[Excerpts of location labeling data]
-- start --

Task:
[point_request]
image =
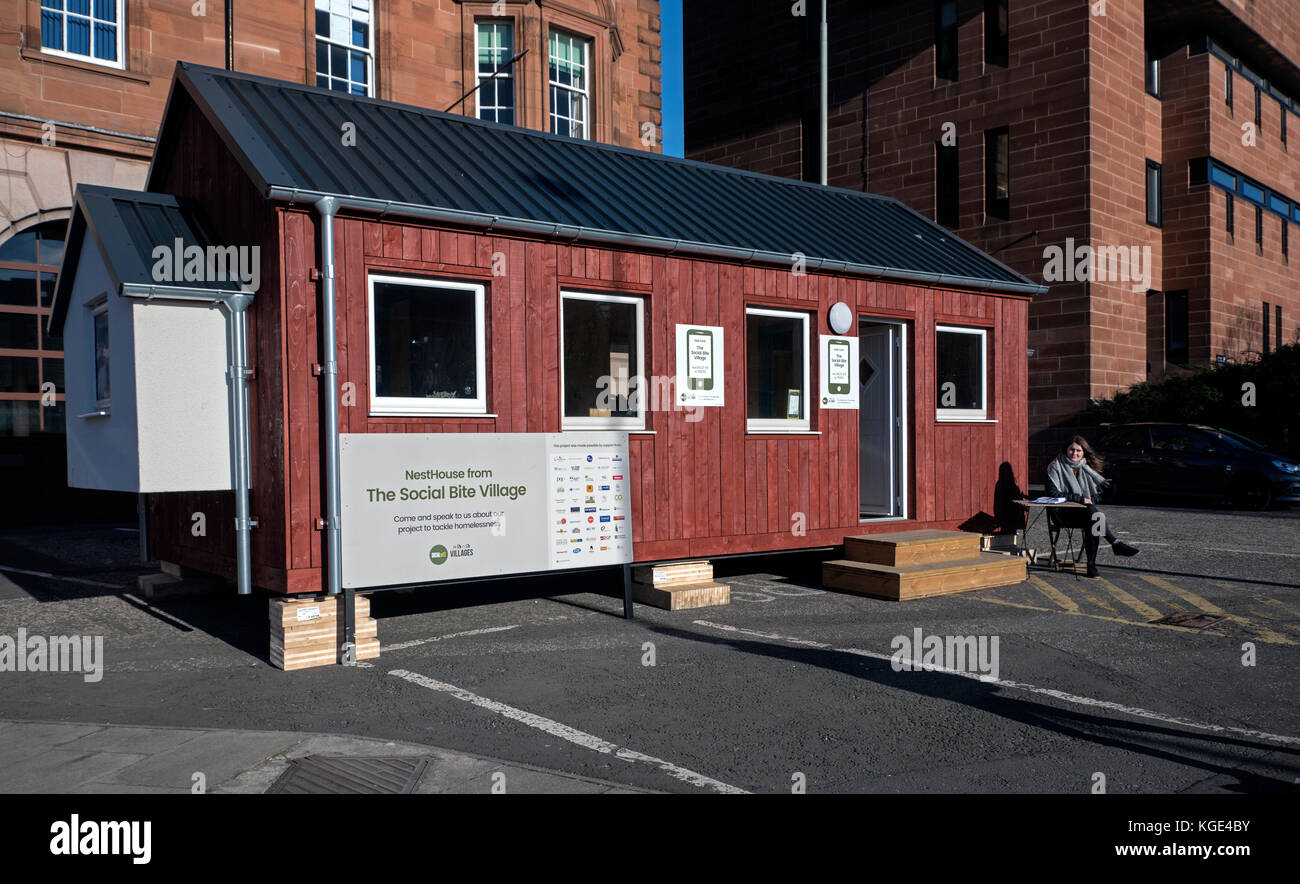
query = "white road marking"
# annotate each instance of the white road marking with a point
(1222, 549)
(564, 732)
(72, 580)
(453, 635)
(1017, 685)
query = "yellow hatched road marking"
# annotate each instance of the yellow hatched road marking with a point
(1210, 607)
(1054, 594)
(1136, 605)
(1097, 616)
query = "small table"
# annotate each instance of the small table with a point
(1053, 532)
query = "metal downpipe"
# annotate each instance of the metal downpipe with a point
(326, 207)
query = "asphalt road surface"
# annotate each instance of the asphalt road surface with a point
(788, 687)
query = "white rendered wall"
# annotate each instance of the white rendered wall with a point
(182, 397)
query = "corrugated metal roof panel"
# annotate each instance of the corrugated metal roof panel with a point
(289, 138)
(128, 226)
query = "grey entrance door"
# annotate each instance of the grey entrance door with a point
(878, 425)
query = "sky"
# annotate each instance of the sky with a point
(674, 133)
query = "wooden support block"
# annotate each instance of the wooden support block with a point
(680, 597)
(675, 573)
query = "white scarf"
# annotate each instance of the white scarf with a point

-- end --

INSTRUCTIONS FOR THE TASK: Rewrite all of the material above, changing every "annotate" to "mark" and keeping everything else the same. Leave out the pictures.

SOLUTION BELOW:
Task:
[point_request]
image =
query = "white road marking"
# mark each instance of the white road marking with a point
(1222, 549)
(564, 732)
(72, 580)
(453, 635)
(1017, 685)
query = "yellow hatched road marking"
# mark each instance of the yellow hatched road marking with a point
(1210, 607)
(1054, 594)
(1136, 605)
(1097, 616)
query = "small table"
# mark each instance of the small table with a point
(1053, 532)
query = "metal downpipe"
# mark each instance of the metal downpipe with a point
(326, 207)
query = "asphalt road surface"
# mark each instance of the asphalt road surface with a point
(788, 687)
query = "white rendered wall"
# mark each instance of the white rendered wall with a point
(182, 397)
query = "corrugated metal roof panel"
# mark each instance of the corrugated metal roof panel with a point
(289, 138)
(128, 226)
query = "grey entrance door"
# mark each instance of the grey entrance door with a point
(878, 425)
query = "sky"
# mark each instance of the sky with a point
(674, 133)
query = "wooden support block"
# mark each instance of the wooden support block with a point
(680, 597)
(675, 573)
query = "white scarf"
# mark each instance of the white scarf with a point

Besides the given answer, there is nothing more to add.